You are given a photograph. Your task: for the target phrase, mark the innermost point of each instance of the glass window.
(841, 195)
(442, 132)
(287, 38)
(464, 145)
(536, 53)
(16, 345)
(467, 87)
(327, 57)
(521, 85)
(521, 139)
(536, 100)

**The exercise**
Reproduce every one of the items above word for word, keeping each line unchanged.

**Full response**
You are given a photograph. Your task: for the target phrase, mark the innermost point of each instance of the glass window.
(841, 195)
(442, 132)
(287, 38)
(464, 145)
(536, 53)
(16, 345)
(467, 87)
(327, 57)
(521, 85)
(521, 139)
(536, 100)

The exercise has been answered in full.